DIRECTION => Please put each line of the listing below into a Markdown table with two columns, Row and Line. Number the rows in order and leave out any blank lines.

-- Begin SOURCE DATA --

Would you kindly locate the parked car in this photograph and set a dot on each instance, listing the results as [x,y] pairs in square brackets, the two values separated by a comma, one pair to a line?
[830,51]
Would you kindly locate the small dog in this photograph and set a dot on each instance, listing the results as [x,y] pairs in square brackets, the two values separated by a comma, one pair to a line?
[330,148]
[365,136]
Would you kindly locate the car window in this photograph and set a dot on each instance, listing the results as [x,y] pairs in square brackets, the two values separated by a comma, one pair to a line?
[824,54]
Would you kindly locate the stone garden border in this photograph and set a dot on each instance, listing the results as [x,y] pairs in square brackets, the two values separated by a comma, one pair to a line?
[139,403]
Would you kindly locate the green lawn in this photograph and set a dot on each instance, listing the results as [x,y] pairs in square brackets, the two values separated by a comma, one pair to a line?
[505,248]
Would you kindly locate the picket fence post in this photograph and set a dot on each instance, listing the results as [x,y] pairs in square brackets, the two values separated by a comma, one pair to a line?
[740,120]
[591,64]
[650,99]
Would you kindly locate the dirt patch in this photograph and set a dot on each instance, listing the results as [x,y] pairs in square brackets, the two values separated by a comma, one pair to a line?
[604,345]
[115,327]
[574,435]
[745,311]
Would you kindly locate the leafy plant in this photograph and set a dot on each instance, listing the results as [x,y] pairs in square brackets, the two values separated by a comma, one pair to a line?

-- End SOURCE DATA --

RESULT =>
| Row | Line |
|---|---|
| 1 | Would you kindly locate the parked car in this photograph and set a dot on each instance, listing the results as [x,y] pairs in square brackets, the two values separated by a comma, one pair to a line? |
| 2 | [830,51] |
| 3 | Would you kindly locate the small dog in this photograph and set a dot on each instance, listing the results as [x,y] pairs in square brackets, the two values separated by a comma, one pair to a line? |
| 4 | [330,148] |
| 5 | [365,136] |
| 6 | Would you kindly locate the car window in this photograph and set a dot on each instance, listing the results as [x,y] pairs in square brackets, the two values separated by a comma, one pair to a line? |
| 7 | [824,54] |
| 8 | Would you kindly locate the stone garden border in this photograph and set a dot on each instance, listing the results as [x,y] pairs in square brackets, the two values separated by a comma, one pair to a line? |
| 9 | [139,403] |
| 10 | Would you kindly locate the green lawn in this photograph and set a dot on each instance, listing the results as [x,y] pairs in square brackets, the two values separated by a comma, one pair to a line? |
| 11 | [505,248] |
| 12 | Would you kindly locate the picket fence post in this photograph and set a dot on each instance, listing the results as [x,y] pairs in square brackets, the two values separated by a comma, one pair to a line? |
| 13 | [740,120] |
| 14 | [591,64] |
| 15 | [650,99] |
| 16 | Would you kindly locate the dirt patch in this photograph and set a dot on each instance, listing the results as [x,y] pairs in square brackets, the two values separated by a comma, one pair to a line? |
| 17 | [604,345] |
| 18 | [115,327] |
| 19 | [574,435] |
| 20 | [745,311] |
| 21 | Would you kindly locate the leafy plant in this photograph and set a dot on each instance, listing the results as [x,y] pairs in square brackets, the two values separated by a comma, one pair to a line? |